VEREISTEN -
Wat zegt de tekst over het standpunt van de inspecteur over het volgende?
(a) Wat houdt de objectieve eis in?
(b) Wat vereist de subjectieve eis?
(c) Wat wist de dga in dit geval over de gelden?

SELECTIE -
▼▼▼

Standpunt van de inspecteur

De inspecteur betoogde dat de bankrekening op naam van de dga stond en dat de stortingen als een winstuitdeling van de bv aan de dga moesten worden gezien. Om van een winduitdeling te kunnen spreken, moet voldaan zijn aan een subjectieve eis en een objectieve eis. De objectieve eis houdt in dat een vermogensverschuiving heeft plaatsgevonden van de bv naar de aandeelhouder, waardoor de bv wordt verarmd en de aandeelhouder wordt verrijkt. De inspecteur stelde dat de storting van omzetbedragen op een privébankrekening van de dga een vermogensverschuiving van de bv naar de de dga inhield. De subjectieve eis vereist dat zowel de bv als de dga zich bewust moet zijn van de bevoordeling. In dit geval wist de dga dat de gelden afkomstig waren van de bv en dat ze ten gunste van hem werden gestort. Dit maakte volgens de inspecteur duidelijk dat de partijen bewust hebben gehandeld, waarmee is voldaan aan de subjectieve eis.

▲▲▲

GEGEVENS -
▼▼▼

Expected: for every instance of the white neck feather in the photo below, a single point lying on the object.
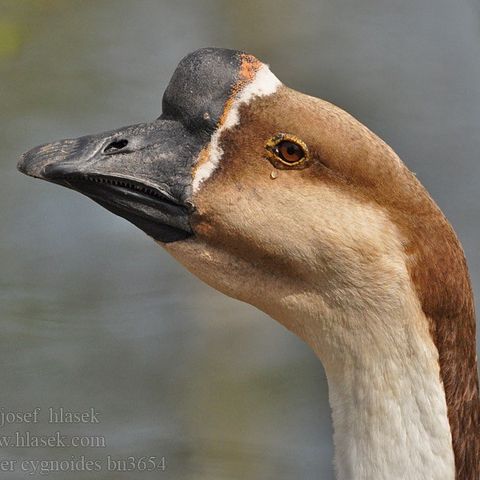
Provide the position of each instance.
(388, 402)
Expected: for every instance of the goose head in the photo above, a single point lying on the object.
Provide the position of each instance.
(285, 201)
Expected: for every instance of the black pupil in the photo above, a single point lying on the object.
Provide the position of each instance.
(292, 148)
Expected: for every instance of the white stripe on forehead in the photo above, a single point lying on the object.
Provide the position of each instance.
(265, 83)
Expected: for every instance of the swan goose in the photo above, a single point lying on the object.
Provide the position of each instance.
(288, 203)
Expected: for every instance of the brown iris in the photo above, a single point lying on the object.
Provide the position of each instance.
(287, 151)
(290, 152)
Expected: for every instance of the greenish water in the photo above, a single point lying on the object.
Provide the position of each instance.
(94, 314)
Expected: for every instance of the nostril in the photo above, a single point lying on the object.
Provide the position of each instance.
(115, 146)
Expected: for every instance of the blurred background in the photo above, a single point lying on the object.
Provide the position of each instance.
(94, 314)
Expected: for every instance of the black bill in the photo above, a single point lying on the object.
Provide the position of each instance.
(144, 172)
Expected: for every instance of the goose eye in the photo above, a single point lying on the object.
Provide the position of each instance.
(290, 152)
(285, 150)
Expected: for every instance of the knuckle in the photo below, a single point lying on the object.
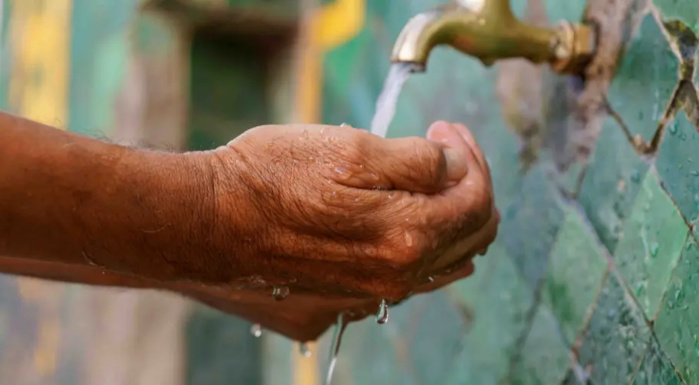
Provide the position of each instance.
(432, 161)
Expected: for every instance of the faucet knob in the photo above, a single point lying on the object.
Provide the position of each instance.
(573, 47)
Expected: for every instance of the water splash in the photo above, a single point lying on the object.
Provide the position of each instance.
(386, 104)
(280, 292)
(304, 350)
(256, 330)
(335, 347)
(382, 315)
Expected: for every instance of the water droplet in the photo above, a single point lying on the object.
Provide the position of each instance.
(639, 289)
(280, 292)
(382, 314)
(256, 330)
(636, 176)
(303, 349)
(335, 347)
(673, 128)
(408, 239)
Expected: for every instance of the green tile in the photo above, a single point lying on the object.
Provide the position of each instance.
(497, 300)
(531, 223)
(677, 326)
(678, 165)
(685, 10)
(645, 80)
(655, 369)
(652, 243)
(544, 358)
(575, 274)
(616, 338)
(611, 183)
(221, 350)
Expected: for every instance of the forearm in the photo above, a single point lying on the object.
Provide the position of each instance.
(70, 199)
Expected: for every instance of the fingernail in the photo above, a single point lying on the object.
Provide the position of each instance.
(456, 166)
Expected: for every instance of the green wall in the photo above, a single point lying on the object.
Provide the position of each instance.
(595, 269)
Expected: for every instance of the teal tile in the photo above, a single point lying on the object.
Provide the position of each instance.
(531, 223)
(497, 301)
(575, 275)
(655, 369)
(611, 183)
(678, 165)
(645, 80)
(651, 246)
(677, 326)
(685, 10)
(544, 357)
(616, 338)
(221, 350)
(438, 325)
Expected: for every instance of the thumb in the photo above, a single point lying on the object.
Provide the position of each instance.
(424, 165)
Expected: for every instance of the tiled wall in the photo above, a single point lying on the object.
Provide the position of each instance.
(595, 271)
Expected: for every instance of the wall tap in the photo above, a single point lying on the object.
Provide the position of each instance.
(489, 31)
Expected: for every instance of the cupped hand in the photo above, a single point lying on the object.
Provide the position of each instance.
(336, 212)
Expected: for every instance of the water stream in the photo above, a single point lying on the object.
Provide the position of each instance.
(385, 111)
(386, 103)
(335, 347)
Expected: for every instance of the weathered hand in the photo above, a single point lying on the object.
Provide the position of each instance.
(338, 211)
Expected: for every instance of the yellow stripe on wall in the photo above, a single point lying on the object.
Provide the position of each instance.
(40, 44)
(325, 29)
(39, 40)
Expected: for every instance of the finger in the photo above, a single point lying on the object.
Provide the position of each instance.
(477, 150)
(469, 246)
(418, 164)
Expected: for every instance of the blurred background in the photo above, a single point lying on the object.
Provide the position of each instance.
(591, 278)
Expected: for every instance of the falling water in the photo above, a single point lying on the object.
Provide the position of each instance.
(386, 104)
(256, 330)
(382, 315)
(335, 347)
(280, 292)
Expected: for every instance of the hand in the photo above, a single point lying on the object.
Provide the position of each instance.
(336, 210)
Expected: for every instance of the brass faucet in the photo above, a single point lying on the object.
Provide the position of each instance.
(488, 30)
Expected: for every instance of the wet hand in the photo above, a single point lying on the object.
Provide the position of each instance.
(339, 211)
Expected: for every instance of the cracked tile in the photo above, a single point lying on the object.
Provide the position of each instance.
(686, 11)
(656, 369)
(654, 236)
(612, 181)
(575, 274)
(678, 165)
(544, 356)
(677, 326)
(616, 338)
(645, 80)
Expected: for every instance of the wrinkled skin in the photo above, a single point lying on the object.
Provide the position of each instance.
(341, 217)
(346, 218)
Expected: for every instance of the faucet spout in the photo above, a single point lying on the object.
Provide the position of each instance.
(489, 31)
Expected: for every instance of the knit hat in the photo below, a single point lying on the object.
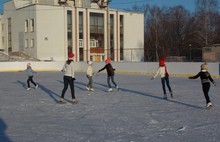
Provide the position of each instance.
(90, 62)
(107, 61)
(204, 66)
(70, 56)
(162, 61)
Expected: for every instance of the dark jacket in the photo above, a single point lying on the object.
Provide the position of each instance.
(204, 76)
(109, 69)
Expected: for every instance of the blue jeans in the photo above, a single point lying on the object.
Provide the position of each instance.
(68, 81)
(165, 80)
(108, 81)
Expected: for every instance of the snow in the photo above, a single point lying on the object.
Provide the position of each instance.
(136, 113)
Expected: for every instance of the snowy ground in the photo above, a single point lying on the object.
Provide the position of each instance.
(137, 113)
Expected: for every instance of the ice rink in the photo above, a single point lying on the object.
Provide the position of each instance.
(135, 113)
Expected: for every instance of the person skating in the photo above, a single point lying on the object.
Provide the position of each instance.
(110, 72)
(68, 78)
(205, 80)
(164, 74)
(89, 74)
(30, 73)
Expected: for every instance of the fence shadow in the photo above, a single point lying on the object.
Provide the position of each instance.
(50, 93)
(155, 97)
(75, 84)
(21, 83)
(3, 136)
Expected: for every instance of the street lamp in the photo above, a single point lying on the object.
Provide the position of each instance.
(190, 56)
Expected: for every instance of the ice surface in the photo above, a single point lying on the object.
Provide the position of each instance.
(137, 113)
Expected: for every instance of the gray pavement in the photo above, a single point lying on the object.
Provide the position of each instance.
(136, 113)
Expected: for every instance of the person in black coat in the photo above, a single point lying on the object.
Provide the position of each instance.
(111, 72)
(205, 80)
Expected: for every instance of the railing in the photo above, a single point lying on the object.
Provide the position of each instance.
(100, 54)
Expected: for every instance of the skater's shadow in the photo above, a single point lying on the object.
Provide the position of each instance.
(49, 93)
(76, 84)
(46, 90)
(155, 97)
(3, 136)
(22, 83)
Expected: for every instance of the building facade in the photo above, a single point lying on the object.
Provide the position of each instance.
(50, 29)
(211, 53)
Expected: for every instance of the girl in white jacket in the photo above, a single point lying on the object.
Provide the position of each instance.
(163, 72)
(68, 79)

▲▲▲

OPLOSSING -
(a) Er heeft een vermogensverschuiving plaatsgevonden van de bv naar de aandeelhouder, waardoor de bv wordt verarmd en de aandeelhouder wordt verrijkt.
(b) Zowel de bv als de dga moet zich bewust zijn van de bevoordeling.
(c) Hij wist dat de gelden afkomstig waren van de bv en dat ze ten gunste van hem werden gestort.